I went to bed thinking about bathrooms; specifically toilets. And vomit.
This morning after I took Max and Drew to school, I gathered up the recycling items in the garage and prepared to take them to the curb. While bundling the newspapers, I heard Clint thump at an excelerated speed down the hallway right above me.
I assumed the phone rang and he rushed out of his room to answer it.
I was wrong.
When I got back inside I could hear him in the bathroom. Ralphing. Wretching. Forcibly removing his stomach contents up through his mouth.
I went to check on him and there he was, in his boxers, looking all sick and vulnerable and pasty.
I notified my work and said I'd be in an hour or so late. I had a sick son.
I made my bed and invited him to sleep in my room. Nothing says I love you like a "made bed". Then I stripped his bed and threw all the bedding into the washing machine. Nothing says love like a clean bed.
And while he was dozing, I sanitized my toilet to within an inch of it's life. If my boy was going to puke again, I wanted his foggy brain to say, "Hey, wait a minute. It smells like pine sol in here. The toilet is clean."
Because nothing says I love you like a clean toilet.
1 comment:
The truest kind of wisdom, what does love really look like. It's getting our hands dirty that's for sure, so someone else is blessed.

|---|

- **GIVEN TASK A**
List each thing that the post about the sick son says "says" love.

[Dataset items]
|---|

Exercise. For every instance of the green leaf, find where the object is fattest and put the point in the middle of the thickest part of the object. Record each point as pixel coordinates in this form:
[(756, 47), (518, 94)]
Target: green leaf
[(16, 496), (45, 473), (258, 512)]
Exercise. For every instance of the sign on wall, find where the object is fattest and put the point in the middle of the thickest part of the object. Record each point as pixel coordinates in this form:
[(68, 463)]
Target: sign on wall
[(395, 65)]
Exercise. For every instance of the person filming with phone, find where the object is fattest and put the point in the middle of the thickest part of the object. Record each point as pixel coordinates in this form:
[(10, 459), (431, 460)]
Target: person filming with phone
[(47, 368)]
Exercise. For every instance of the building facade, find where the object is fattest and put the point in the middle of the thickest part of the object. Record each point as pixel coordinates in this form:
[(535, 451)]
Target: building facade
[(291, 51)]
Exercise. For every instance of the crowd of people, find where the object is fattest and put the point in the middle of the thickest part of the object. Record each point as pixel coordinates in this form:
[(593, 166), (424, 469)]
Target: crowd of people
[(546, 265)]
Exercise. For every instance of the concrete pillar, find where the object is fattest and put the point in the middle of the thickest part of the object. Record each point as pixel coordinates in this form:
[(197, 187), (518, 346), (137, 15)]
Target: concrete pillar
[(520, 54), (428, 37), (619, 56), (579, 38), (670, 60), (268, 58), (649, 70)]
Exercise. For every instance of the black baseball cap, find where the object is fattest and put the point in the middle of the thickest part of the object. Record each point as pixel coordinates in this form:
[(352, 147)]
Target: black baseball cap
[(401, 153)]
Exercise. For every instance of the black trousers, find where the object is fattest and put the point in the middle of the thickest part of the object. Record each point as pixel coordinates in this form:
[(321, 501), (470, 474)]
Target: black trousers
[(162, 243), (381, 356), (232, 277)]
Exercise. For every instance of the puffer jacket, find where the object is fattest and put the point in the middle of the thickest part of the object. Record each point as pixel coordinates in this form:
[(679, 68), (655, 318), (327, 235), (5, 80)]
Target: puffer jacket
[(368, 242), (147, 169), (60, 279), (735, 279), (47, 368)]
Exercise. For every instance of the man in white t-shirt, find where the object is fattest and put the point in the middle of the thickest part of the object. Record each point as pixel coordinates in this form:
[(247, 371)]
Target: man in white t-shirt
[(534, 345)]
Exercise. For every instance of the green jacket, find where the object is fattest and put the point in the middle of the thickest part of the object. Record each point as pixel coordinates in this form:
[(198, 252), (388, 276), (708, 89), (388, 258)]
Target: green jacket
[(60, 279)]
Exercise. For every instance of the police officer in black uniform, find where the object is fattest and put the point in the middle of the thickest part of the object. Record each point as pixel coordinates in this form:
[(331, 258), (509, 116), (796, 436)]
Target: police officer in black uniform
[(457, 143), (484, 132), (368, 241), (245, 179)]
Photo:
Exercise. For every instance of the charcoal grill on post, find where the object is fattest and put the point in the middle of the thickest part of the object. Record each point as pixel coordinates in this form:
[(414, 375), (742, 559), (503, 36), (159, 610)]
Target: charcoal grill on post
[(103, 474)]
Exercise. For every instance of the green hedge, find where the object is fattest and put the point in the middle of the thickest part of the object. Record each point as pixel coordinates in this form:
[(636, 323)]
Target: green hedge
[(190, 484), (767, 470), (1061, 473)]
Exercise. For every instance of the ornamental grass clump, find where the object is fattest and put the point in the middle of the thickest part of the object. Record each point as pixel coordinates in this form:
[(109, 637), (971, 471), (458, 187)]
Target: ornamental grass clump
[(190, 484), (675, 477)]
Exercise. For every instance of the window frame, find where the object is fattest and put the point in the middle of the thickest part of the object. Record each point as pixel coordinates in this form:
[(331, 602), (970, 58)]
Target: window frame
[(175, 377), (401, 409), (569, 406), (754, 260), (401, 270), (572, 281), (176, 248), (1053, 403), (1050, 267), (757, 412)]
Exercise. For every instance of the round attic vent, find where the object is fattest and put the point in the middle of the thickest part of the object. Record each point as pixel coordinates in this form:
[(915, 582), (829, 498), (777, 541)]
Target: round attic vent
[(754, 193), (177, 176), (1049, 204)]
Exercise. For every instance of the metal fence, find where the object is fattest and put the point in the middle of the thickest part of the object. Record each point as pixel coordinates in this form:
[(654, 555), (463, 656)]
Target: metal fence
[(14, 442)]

|---|

- **GIVEN TASK B**
Rewrite the records starting at the line containing "Exercise. For every instance of the black baseball" and ending at the line containing "[(401, 153)]", replacing "black baseball cap" with "navy baseball cap" and changing nothing else.

- **WRITTEN RESPONSE A**
a made bed
a clean bed
a clean toilet

- **WRITTEN RESPONSE B**
Exercise. For every instance of the navy baseball cap, find where the object is fattest and put the point in the middle of the thickest part of the object. Record each point as pixel coordinates in this form:
[(352, 147)]
Target: navy baseball cap
[(401, 153)]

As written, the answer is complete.